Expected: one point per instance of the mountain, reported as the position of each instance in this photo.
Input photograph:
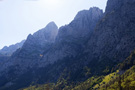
(8, 51)
(84, 50)
(72, 38)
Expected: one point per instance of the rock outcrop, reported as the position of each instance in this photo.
(8, 51)
(72, 38)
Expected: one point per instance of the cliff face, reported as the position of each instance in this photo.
(8, 51)
(92, 39)
(71, 38)
(114, 36)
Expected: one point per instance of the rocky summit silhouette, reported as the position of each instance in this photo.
(94, 39)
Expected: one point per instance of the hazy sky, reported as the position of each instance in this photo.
(18, 18)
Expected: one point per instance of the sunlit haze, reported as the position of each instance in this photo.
(18, 18)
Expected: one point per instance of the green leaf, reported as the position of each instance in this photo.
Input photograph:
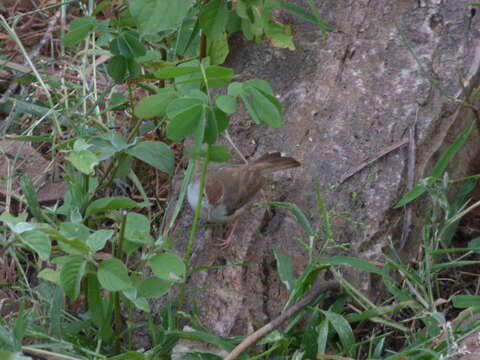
(465, 301)
(98, 239)
(218, 49)
(71, 276)
(154, 287)
(262, 107)
(79, 30)
(119, 47)
(113, 275)
(133, 67)
(211, 129)
(218, 76)
(219, 154)
(112, 203)
(153, 16)
(155, 105)
(39, 242)
(222, 119)
(280, 36)
(175, 71)
(117, 68)
(301, 218)
(184, 114)
(31, 198)
(135, 47)
(49, 275)
(343, 329)
(214, 18)
(83, 160)
(285, 269)
(154, 153)
(235, 89)
(227, 104)
(137, 229)
(168, 266)
(94, 300)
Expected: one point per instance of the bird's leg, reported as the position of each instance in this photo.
(225, 243)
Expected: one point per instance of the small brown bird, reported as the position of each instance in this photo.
(229, 189)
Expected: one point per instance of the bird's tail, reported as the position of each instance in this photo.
(274, 162)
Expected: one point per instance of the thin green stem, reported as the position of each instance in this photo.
(196, 220)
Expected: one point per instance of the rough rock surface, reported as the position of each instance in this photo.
(347, 96)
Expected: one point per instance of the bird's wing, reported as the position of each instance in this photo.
(240, 187)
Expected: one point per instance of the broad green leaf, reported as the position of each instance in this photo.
(168, 266)
(39, 242)
(285, 269)
(84, 160)
(222, 119)
(75, 230)
(69, 245)
(137, 229)
(175, 71)
(98, 239)
(261, 85)
(133, 67)
(120, 47)
(153, 16)
(154, 153)
(112, 203)
(218, 49)
(49, 275)
(155, 105)
(235, 89)
(211, 129)
(117, 68)
(154, 287)
(31, 198)
(214, 18)
(79, 29)
(113, 275)
(185, 115)
(219, 154)
(343, 329)
(475, 244)
(465, 301)
(227, 104)
(189, 82)
(71, 276)
(219, 76)
(280, 36)
(136, 48)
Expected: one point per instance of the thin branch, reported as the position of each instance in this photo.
(317, 289)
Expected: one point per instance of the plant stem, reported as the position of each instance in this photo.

--------------------------------------------------

§ **Exercise aim**: The answer consists only of the lines from the one containing "Expected: one point per instance of the thin branch, reported" to the end of the records, each written out exactly.

§ **Written answer**:
Expected: one point per instance of the thin branch, reported as the position of each instance in this photo.
(317, 289)
Expected: one point per instance of the plant stem, reported as the position of each instance in this photo.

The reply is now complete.